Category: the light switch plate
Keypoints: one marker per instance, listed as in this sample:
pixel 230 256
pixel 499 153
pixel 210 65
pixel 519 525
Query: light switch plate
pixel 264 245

++++++++

→ PROBLEM DESCRIPTION
Reproduce the rows above, substituting "point" for "marker" and leaving everything else unchanged.

→ OUTPUT FOR THIS EXERCISE
Category: the light switch plate
Keypoints: one point per instance, listed as in this sample:
pixel 230 256
pixel 499 153
pixel 210 65
pixel 519 525
Query: light switch plate
pixel 264 245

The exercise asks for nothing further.